_The input_
* Begin *

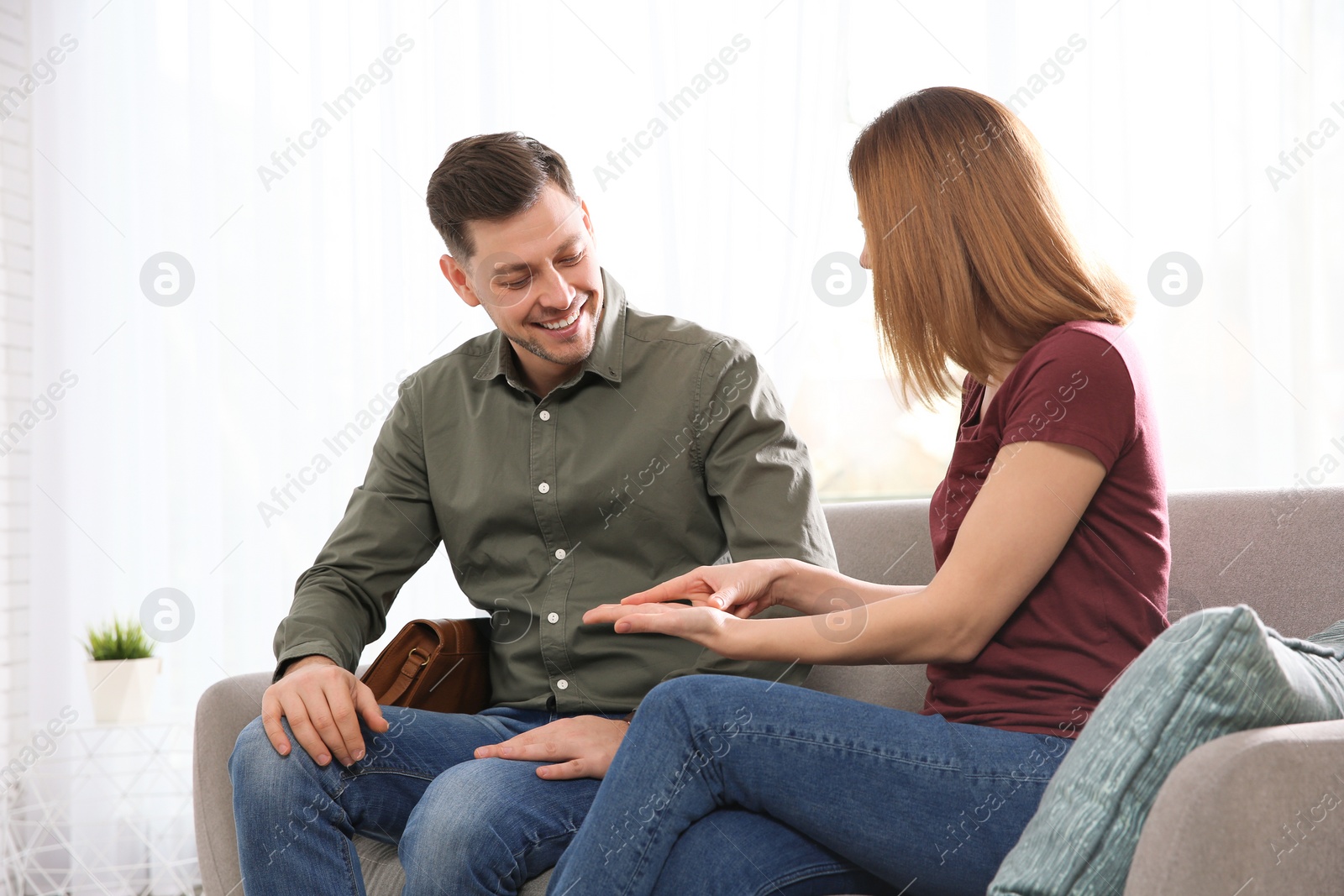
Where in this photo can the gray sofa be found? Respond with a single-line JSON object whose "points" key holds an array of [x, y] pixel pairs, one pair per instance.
{"points": [[1221, 822]]}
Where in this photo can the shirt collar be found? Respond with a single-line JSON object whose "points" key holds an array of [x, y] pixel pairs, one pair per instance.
{"points": [[605, 359]]}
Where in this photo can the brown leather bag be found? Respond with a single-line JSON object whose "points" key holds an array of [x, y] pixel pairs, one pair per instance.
{"points": [[434, 664]]}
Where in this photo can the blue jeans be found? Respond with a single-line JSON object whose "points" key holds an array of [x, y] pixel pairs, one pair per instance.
{"points": [[461, 825], [738, 786]]}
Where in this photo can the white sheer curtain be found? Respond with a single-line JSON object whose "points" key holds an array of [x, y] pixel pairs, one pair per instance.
{"points": [[316, 280]]}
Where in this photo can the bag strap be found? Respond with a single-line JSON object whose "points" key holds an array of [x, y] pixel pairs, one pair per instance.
{"points": [[412, 668]]}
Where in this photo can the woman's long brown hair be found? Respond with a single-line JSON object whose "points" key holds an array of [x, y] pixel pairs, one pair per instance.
{"points": [[972, 261]]}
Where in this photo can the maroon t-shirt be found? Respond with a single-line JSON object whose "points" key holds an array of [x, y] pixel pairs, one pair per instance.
{"points": [[1105, 597]]}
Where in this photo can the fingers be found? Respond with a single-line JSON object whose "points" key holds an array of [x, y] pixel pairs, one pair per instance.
{"points": [[270, 715], [543, 752], [366, 705], [613, 611], [496, 752], [339, 726], [608, 613], [295, 710], [648, 622], [566, 770], [689, 584], [725, 597]]}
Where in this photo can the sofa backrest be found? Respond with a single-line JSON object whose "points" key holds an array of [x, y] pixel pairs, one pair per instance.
{"points": [[1281, 553]]}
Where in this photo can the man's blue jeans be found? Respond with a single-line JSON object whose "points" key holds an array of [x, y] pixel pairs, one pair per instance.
{"points": [[745, 788], [461, 825]]}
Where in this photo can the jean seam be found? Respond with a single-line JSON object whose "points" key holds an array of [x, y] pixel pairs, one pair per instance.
{"points": [[659, 819], [801, 873], [837, 746]]}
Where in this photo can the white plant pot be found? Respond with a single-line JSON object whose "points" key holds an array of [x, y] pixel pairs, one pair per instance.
{"points": [[121, 689]]}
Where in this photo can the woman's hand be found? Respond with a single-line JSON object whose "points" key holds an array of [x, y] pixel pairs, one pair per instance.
{"points": [[702, 625], [741, 589]]}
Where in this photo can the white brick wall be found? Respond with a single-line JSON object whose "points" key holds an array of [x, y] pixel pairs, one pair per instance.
{"points": [[15, 374]]}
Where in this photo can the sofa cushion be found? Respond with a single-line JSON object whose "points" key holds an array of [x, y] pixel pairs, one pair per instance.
{"points": [[1213, 673]]}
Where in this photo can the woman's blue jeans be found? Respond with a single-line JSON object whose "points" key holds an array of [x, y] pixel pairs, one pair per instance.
{"points": [[461, 825], [738, 786]]}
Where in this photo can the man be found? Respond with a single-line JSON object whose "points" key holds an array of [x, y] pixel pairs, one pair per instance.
{"points": [[581, 452]]}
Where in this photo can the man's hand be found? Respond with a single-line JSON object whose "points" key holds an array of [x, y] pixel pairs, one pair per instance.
{"points": [[703, 625], [581, 747], [323, 705]]}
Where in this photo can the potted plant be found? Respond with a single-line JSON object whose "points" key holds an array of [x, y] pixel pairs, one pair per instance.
{"points": [[121, 672]]}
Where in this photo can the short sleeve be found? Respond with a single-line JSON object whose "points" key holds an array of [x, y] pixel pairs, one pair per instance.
{"points": [[1073, 389]]}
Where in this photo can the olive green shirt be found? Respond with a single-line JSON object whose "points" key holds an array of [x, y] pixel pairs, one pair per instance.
{"points": [[667, 450]]}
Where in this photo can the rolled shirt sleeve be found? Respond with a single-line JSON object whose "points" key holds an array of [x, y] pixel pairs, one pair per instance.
{"points": [[759, 476], [389, 532]]}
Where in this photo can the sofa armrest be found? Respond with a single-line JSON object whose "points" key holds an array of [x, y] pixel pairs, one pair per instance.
{"points": [[222, 712], [1254, 813]]}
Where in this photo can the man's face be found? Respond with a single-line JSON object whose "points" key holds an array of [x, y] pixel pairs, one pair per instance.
{"points": [[538, 278]]}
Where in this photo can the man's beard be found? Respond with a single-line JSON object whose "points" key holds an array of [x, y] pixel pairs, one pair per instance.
{"points": [[537, 348]]}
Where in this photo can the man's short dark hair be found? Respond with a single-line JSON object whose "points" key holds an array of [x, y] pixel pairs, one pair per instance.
{"points": [[490, 177]]}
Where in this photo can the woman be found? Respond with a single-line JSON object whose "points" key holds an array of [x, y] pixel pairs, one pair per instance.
{"points": [[1048, 532]]}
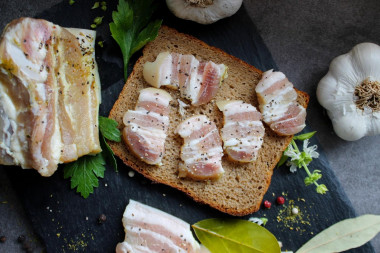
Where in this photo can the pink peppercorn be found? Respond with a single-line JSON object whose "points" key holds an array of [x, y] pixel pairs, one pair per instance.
{"points": [[267, 204], [280, 200]]}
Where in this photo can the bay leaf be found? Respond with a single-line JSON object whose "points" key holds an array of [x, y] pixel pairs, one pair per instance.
{"points": [[344, 235], [233, 235]]}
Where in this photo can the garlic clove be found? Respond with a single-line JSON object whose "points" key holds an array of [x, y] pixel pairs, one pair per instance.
{"points": [[350, 92], [366, 60], [203, 11], [350, 127]]}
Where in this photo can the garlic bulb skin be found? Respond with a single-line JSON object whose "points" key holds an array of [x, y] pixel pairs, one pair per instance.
{"points": [[203, 11], [341, 90]]}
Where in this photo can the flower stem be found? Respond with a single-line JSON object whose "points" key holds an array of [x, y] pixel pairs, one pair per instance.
{"points": [[308, 172], [303, 163]]}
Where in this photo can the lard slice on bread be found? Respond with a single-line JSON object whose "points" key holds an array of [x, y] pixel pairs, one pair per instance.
{"points": [[241, 189]]}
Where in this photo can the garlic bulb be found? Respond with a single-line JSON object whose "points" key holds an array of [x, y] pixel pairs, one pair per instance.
{"points": [[350, 92], [204, 11]]}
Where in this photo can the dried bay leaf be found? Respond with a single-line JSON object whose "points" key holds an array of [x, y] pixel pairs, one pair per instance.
{"points": [[344, 235], [232, 235]]}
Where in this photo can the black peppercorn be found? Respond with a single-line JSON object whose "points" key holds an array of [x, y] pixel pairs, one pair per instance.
{"points": [[21, 239], [102, 218], [26, 246], [3, 239]]}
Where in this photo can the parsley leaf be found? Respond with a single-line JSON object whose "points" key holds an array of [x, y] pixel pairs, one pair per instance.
{"points": [[131, 27], [84, 173], [108, 128]]}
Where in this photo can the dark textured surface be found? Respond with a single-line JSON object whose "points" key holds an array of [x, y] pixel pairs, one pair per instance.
{"points": [[275, 24]]}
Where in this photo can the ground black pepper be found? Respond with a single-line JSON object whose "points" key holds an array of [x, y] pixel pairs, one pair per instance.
{"points": [[102, 218], [3, 239], [21, 239]]}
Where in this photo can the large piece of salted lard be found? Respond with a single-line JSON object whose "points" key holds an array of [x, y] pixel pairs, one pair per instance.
{"points": [[151, 230], [202, 151], [49, 95], [146, 126], [243, 131], [198, 81], [278, 104]]}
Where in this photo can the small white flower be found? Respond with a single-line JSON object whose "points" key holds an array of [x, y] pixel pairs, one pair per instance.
{"points": [[311, 151], [292, 153], [293, 166], [256, 220]]}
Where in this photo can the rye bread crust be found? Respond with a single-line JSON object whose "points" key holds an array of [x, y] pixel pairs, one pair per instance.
{"points": [[241, 189]]}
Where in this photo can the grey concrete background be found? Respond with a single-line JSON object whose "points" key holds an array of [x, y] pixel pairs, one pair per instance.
{"points": [[303, 36]]}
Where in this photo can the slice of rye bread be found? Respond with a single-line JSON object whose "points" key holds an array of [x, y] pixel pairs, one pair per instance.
{"points": [[241, 189]]}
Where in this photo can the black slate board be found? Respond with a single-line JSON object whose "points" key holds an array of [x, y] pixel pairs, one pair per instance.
{"points": [[68, 223]]}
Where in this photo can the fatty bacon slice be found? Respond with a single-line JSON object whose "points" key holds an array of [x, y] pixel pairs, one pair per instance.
{"points": [[146, 126], [202, 150], [148, 229], [198, 81], [243, 130], [278, 104], [49, 95]]}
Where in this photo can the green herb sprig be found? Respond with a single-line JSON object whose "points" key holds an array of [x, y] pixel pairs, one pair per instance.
{"points": [[301, 159], [131, 27], [86, 171]]}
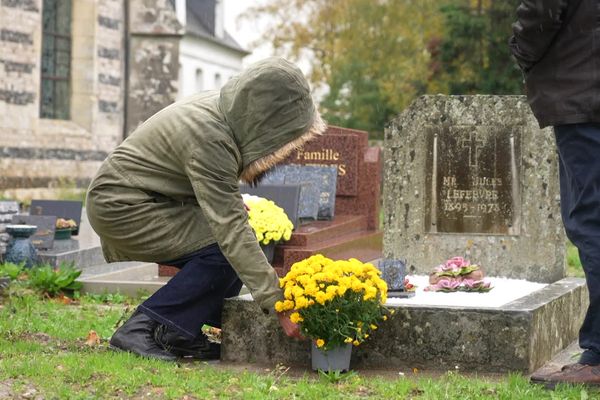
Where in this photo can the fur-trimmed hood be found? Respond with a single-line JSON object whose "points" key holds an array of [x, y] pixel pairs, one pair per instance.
{"points": [[270, 111]]}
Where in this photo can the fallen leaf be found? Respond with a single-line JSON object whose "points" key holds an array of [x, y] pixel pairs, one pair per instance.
{"points": [[92, 339], [64, 299]]}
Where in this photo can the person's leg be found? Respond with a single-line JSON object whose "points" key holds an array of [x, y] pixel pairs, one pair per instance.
{"points": [[193, 297], [579, 162], [579, 151]]}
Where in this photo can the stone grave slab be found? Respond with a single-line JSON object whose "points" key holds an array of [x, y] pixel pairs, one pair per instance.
{"points": [[473, 176], [517, 336], [43, 239], [67, 209], [354, 230], [84, 250]]}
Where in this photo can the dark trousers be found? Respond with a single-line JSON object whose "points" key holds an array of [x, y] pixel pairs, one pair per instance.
{"points": [[579, 152], [195, 295]]}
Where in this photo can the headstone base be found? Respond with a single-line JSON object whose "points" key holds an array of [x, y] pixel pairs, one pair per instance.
{"points": [[519, 336], [73, 251]]}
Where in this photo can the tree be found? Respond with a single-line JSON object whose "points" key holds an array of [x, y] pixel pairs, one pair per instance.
{"points": [[371, 58], [473, 55]]}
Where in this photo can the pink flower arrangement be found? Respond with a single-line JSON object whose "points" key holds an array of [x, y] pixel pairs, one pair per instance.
{"points": [[457, 274], [454, 267]]}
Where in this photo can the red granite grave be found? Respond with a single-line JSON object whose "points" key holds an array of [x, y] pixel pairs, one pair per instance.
{"points": [[354, 231]]}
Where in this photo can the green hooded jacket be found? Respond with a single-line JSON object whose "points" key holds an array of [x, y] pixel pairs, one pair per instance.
{"points": [[172, 187]]}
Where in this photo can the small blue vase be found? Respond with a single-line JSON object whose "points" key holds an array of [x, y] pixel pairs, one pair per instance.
{"points": [[20, 249]]}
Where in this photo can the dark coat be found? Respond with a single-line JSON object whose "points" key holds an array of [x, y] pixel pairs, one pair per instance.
{"points": [[557, 45]]}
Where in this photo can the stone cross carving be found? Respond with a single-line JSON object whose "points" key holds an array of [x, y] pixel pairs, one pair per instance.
{"points": [[473, 144]]}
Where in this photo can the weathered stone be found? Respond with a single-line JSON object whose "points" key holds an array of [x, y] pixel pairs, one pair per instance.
{"points": [[111, 54], [9, 207], [16, 97], [107, 22], [154, 17], [12, 66], [519, 336], [473, 176], [45, 153], [15, 36], [153, 77], [27, 5]]}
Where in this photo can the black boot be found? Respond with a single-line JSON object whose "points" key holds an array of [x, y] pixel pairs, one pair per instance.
{"points": [[199, 348], [136, 335]]}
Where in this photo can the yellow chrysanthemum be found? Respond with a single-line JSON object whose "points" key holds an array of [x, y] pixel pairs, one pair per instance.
{"points": [[296, 318]]}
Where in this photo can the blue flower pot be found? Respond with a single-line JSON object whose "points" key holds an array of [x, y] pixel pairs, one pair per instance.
{"points": [[337, 359], [20, 249], [269, 250]]}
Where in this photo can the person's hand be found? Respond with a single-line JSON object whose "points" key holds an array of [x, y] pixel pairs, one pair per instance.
{"points": [[291, 329]]}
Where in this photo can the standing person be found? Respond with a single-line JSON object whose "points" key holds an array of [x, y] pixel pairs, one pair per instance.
{"points": [[170, 194], [557, 45]]}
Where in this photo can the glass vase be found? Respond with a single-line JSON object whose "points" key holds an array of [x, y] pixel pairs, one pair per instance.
{"points": [[20, 249]]}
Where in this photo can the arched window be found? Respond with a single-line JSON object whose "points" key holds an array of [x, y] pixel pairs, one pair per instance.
{"points": [[199, 80], [56, 60]]}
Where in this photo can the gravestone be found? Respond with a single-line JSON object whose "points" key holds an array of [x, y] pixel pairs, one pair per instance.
{"points": [[354, 230], [359, 170], [473, 176], [67, 209], [7, 210], [466, 176], [320, 179], [308, 206]]}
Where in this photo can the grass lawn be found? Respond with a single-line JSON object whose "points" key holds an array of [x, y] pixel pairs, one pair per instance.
{"points": [[45, 353]]}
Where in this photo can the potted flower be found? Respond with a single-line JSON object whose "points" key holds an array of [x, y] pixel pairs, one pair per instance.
{"points": [[269, 222], [337, 305], [64, 228]]}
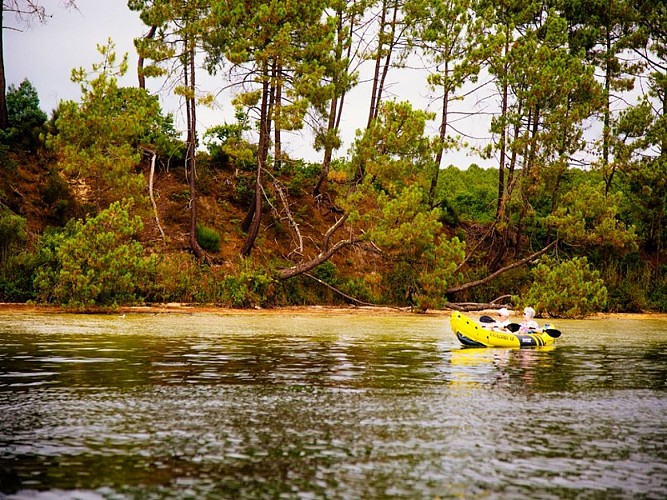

* End *

How many lines of the material above contain the word "small"? Give only the number.

2